> **SUPPLIED TEXT**
= = = =
Hacker Newsnew | past | comments | ask | show | jobs | submitlogin

Most editors these days should have "rename" functionality which is very aware of how that symbol is used across a codebase.

M-x lsp-rename in emacs, for example works great, if you're using lsp.



Yes but this is more general, allowing you to use it in more cases. For instance, I use it heavily when converting old JavaScript to modern ES/TS. Using "var" everywhere? Replace them all with let. Using anonymous functions instead of lambdas, easy to change those all over (provided there's no "this" dependencies)

Have two thousand strings which all need the same edits? No need to do a find/replace operation, you can do it directly in the editor.


How do you select those two thousand strings?


Using VS Code: select whatever you want to match, then Ctrl+Shift+L


So it has to be two thousand identical strings? Then I don’t understand the benefit over search & replace.


It goes further than just that -- for instance, lets say your data looks like this:

    [
        "foo bar/2322",
        "foo baz/4223",
        "foo blah/2232",
        ...
    ]
And you need to reformat that into:

    [
        "bar 2322: foo",
        "baz 4223: foo",
        "blah 2232: foo",
        ...
    ]
You can absolutely use a regular expression find/replace to solve this. But using multicursors, you can just highlight the first "foo ", then hold Ctrl+D to select all instances, then hit right arrow key so that your cursors are at "foo |bar/2322" (and nothing is selected) et al, then use shift+right arrow key to select bar, baz, blah, and all other substrings, then use ctrl+X to cut that list to your clipboard. Hit delete key to get rid of the /s and add a space so you can keep the fields separated. Then, use ctrl+arrow to move your cursors to just before foo ("|foo /2322"), paste, hit space. Now you have "bar foo 2322". Repeat the same action to cut all the "foo" substrings, then move your cursor to the end, now type ": " and then paste.
= = = =
> **STORED DATA**
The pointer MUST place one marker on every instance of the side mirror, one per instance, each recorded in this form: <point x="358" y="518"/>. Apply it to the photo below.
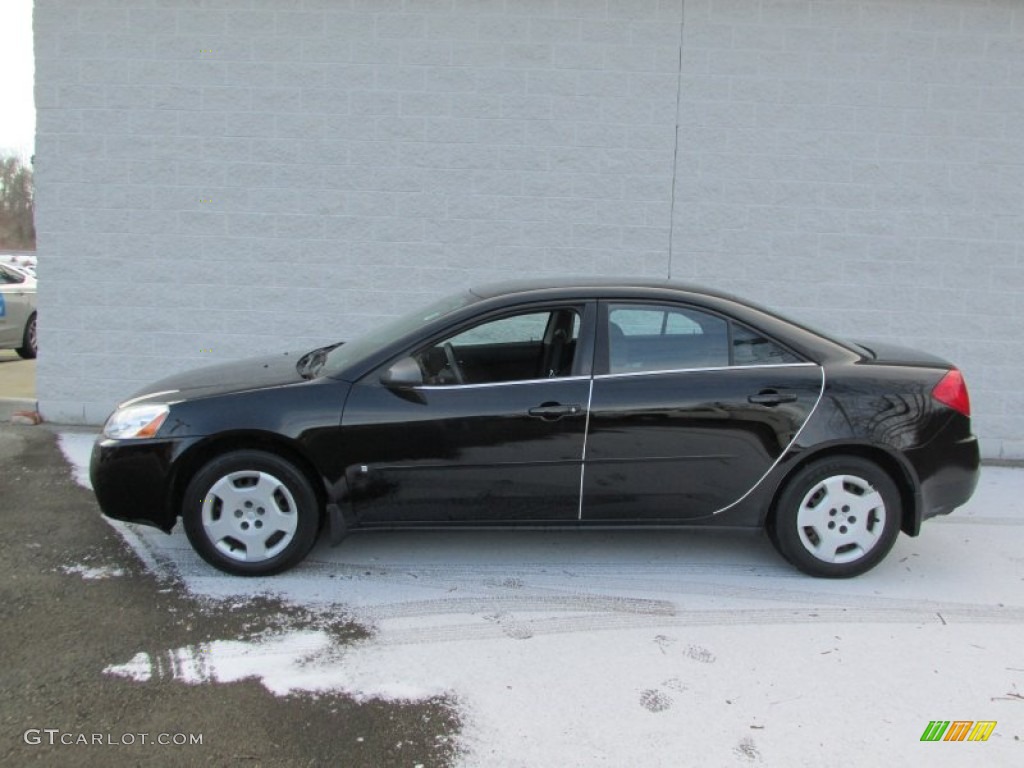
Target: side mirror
= = = =
> **EXERCISE DETAILS**
In the editor discussion, what key combination selects every match of the current selection in VS Code? This material comes from a separate source.

> **PROBLEM SOLUTION**
Ctrl+Shift+L